:: Okunacak metin ::
Sual: (Tasavvuf ilmi denilen bâtın veya ledün ilmi, sonradan çıktığı için bid’attır, bu bid’ate inanan da sapıktır) diyenler oluyor. Bu ilim hakkında yeterli bilgi verebilir misiniz?
CEVAP
Bâtın ilmi, hazret-i Âdem’den beri vardır. Buna ledün ilmi de denir. Tasavvuf ve keramet ilmidir. Allahü teâlânın ihsanıyla kalbe ilham edilen, ilahî sırlara ait bilgilerdir. Görünüşte akla zıt gelebilir. İlm-i ledün sahibi olan, olaylardaki gizli sırları ve hikmetleri bilir. Birkaç hadis-i şerif meali:
(Din bilgisi iki kısımdır: Kalbdeki faydalı ilimler, dille anlatılan zahirî ilimler.) [Hatib, Süyuti]
(Elbette Kur’anın zahirî ve bâtınî manası vardır.) [İbni Hibban]
(Bâtın ilmi, Allahü teâlânın esrarından bir sır, hikmetlerinden bir hükümdür. Allah onu kullarından dilediğinin kalbine bırakır.) [Deylemi, İ. Süyûti, İ. Münavî]
(Zâhir ve bâtın ilminin âlimleri, peygamberlerin vârisleridir.) [M. Nasihat]
(Öyle ilimler vardır ki, çok gizlidir. Bunları ancak marifet sahipleri bilir.) [M. Nasihat]
(Rabbim bana farklı üç ilim bildirdi. Birincisini kimseye bildirme dedi, çünkü bu ilmi benden başkası anlayamaz. İkinci ilmi, dilediğine bildirebilirsin dedi. Üçüncü ilmi, ümmetinin hepsine bildir dedi.) [Mevahib-i ledünniyye] (İkincisi ledün ilmi, üçüncüsü ise iman, fıkıh ve ahlak bilgileridir.)
:::
:: Verilen kayıtlar ::
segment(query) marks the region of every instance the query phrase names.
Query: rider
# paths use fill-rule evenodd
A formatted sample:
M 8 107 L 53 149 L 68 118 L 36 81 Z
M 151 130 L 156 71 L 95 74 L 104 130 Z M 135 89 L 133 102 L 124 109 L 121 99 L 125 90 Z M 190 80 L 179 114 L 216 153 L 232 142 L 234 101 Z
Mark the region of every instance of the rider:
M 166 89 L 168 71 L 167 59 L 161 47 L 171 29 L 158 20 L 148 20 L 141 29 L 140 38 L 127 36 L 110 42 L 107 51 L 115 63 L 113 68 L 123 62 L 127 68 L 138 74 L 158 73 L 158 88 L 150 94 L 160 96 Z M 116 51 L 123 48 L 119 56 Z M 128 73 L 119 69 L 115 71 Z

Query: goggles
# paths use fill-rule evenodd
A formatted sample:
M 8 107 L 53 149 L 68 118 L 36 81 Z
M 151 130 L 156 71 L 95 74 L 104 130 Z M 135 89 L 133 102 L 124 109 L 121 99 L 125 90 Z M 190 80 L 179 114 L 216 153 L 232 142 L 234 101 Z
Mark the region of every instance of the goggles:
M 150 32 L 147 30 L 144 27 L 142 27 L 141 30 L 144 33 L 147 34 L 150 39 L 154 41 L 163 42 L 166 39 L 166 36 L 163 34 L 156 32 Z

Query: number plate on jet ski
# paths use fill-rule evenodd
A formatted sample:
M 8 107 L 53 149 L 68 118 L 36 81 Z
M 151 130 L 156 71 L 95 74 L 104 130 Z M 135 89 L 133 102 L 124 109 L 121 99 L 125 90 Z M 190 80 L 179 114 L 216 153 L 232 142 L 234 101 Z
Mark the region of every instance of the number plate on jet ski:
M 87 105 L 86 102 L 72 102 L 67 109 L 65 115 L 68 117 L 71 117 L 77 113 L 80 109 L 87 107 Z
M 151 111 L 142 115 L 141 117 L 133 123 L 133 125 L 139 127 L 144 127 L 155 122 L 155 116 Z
:::
> _Yapılacaklar_:
1. Ledün ilmiyle ilgili metinde "Sual: (Tasavvuf ilmi" ile başlayıp "bilgi verebilir misiniz?" sözlerine kadar devam eden kısmı aynen yazdır.
2. Ledün ilmiyle ilgili metne göre bâtın ilmi ne zamandan beri vardır?

> _Yanıtlar_:
1.
Sual: (Tasavvuf ilmi denilen bâtın veya ledün ilmi, sonradan çıktığı için bid’attır, bu bid’ate inanan da sapıktır) diyenler oluyor. Bu ilim hakkında yeterli bilgi verebilir misiniz?

2. Hazret-i Âdem'den beri vardır.